### [INSTRUCTIONS FOR THE TASK]
Can you change each "ocean" to "sea" in everything from the start of the records down to the line containing "<point>263,179</point>", and return only those lines with nothing else altered?

[start of GIVEN INFORMATION]

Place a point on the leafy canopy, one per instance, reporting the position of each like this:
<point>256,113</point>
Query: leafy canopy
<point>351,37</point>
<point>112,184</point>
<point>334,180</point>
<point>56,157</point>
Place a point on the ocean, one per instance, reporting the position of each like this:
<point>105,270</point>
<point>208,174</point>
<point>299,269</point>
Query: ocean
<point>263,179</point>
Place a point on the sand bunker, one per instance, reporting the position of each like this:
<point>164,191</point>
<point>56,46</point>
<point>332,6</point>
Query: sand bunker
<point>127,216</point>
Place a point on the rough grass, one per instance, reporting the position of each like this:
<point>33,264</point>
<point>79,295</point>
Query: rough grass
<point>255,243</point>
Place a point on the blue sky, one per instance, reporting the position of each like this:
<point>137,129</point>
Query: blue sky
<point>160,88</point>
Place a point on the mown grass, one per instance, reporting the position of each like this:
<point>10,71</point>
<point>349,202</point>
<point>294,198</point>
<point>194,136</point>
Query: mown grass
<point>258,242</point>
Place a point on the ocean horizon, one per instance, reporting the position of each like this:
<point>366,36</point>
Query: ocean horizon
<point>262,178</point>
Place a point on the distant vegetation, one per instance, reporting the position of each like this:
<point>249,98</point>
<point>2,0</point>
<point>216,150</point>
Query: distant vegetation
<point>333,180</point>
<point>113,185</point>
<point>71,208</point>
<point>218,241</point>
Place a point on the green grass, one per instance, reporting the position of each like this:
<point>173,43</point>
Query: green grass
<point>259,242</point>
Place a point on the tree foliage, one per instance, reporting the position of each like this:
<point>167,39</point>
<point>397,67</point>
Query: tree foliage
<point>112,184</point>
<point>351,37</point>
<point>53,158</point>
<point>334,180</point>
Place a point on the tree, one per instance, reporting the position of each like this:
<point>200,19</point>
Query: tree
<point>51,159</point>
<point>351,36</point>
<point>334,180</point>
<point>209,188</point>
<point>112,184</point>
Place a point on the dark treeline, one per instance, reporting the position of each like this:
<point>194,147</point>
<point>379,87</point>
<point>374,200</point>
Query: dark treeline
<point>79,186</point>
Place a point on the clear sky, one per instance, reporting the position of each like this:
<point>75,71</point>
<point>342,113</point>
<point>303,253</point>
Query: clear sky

[end of GIVEN INFORMATION]

### [COMPLETE RESPONSE]
Place a point on the leafy canopy, one per instance, reporting the position of each like this:
<point>256,113</point>
Query: leafy canopy
<point>351,37</point>
<point>112,184</point>
<point>334,180</point>
<point>56,157</point>
Place a point on the sea, one per instance, reporting the position of each like this:
<point>105,270</point>
<point>208,174</point>
<point>299,269</point>
Query: sea
<point>263,179</point>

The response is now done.